**Given text**

Some of us have lusted after the D3 and D700 since they were announced. They set a new high bar for cleanliness at high sensitivity, in fact you can use their files at 6400 if you are reasonably skilled with post processing.
This seems like some sort of Nirvana, where the equipment solves half your problems. But, alas, that's not really true. Skill always trumps equipment .. every time. So the rich doctors and dentists may have the best toys, but they don't get the best images. (And before you become outraged at my arrogance, I am not implying that I get the best images either, so swallow that bile.)
That said, there is no doubt that the equipment makes it easier all the time. The APS-C dSLRs have gotten better from generation to generation and it is now commonplace for people to shoot at 3200 ISO if necessary, whereas in the days of the D70, one had to have serious cojones to shoot at 1600 ISO. I didn't mind doing that, but then I am a RAW shooter and I work on getting excellent exposures.

**The tasks**
a) Answer these questions from the text on high-ISO cameras:
(i) Which two cameras set a new high bar for cleanliness at high sensitivity?
(ii) What always trumps equipment?
(iii) In the days of the D70, shooting at what ISO took serious cojones?
b) Retype the part of the text on high-ISO cameras between "This seems like" and "swallow that bile.)", inclusive.
The rows that come next have no connection to the text on high-ISO cameras.

**Dataset records on object locations**
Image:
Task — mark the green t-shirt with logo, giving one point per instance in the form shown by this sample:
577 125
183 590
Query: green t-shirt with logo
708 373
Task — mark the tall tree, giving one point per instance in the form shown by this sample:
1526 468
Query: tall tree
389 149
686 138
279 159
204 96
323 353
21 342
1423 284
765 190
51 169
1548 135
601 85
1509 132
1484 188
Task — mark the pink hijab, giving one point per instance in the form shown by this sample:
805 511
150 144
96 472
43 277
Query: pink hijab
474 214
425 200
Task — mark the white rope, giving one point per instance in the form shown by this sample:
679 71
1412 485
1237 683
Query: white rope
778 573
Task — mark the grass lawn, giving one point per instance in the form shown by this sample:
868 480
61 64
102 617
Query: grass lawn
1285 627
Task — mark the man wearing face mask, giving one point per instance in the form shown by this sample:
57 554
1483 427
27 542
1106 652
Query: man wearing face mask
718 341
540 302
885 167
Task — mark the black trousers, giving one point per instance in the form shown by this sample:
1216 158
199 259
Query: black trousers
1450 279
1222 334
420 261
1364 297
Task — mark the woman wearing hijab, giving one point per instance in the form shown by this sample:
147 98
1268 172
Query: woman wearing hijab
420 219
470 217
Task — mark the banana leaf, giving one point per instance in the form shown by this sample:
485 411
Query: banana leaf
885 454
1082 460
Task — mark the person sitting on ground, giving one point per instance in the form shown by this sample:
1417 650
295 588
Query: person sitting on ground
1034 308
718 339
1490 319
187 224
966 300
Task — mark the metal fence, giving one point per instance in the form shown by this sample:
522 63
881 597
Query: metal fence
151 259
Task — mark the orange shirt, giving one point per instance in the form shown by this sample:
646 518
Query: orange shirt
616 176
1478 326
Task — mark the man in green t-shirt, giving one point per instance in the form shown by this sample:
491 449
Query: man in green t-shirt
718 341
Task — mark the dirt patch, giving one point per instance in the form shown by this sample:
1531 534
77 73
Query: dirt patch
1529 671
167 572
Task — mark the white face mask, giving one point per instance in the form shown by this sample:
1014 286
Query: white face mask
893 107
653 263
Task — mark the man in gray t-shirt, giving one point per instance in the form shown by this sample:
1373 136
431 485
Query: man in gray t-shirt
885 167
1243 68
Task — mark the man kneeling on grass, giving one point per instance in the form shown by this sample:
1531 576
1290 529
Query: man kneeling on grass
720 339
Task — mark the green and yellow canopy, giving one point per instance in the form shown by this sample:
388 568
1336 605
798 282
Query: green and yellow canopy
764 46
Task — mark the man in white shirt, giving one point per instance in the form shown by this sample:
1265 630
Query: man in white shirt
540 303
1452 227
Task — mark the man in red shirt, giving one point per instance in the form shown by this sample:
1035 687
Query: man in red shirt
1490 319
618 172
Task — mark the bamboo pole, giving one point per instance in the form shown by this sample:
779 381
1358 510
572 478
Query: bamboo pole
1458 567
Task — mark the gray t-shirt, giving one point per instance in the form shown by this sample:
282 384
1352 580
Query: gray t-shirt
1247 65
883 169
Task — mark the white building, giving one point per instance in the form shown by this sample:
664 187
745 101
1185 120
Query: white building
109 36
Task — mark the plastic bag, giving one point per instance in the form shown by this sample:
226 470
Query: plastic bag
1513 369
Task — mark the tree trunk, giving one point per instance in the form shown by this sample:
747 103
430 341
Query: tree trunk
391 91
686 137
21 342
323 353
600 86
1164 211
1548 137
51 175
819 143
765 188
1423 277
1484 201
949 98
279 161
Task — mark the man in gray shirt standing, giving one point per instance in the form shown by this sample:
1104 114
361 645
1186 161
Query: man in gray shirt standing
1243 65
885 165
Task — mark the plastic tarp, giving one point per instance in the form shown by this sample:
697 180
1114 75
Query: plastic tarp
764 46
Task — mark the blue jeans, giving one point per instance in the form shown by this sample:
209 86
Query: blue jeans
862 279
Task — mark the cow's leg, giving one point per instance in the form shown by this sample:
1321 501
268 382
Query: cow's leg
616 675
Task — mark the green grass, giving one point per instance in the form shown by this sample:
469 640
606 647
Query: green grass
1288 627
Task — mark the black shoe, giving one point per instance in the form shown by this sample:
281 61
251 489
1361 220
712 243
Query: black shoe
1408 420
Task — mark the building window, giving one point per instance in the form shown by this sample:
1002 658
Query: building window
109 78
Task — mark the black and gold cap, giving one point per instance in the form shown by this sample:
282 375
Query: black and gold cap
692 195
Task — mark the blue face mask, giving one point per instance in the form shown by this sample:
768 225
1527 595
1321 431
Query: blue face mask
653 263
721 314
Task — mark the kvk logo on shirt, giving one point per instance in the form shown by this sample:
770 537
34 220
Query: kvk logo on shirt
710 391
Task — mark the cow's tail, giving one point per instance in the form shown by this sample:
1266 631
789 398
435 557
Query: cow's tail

**Responses per task**
a)
(i) The D3 and the D700.
(ii) Skill.
(iii) 1600 ISO.

b)
This seems like some sort of Nirvana, where the equipment solves half your problems. But, alas, that's not really true. Skill always trumps equipment .. every time. So the rich doctors and dentists may have the best toys, but they don't get the best images. (And before you become outraged at my arrogance, I am not implying that I get the best images either, so swallow that bile.)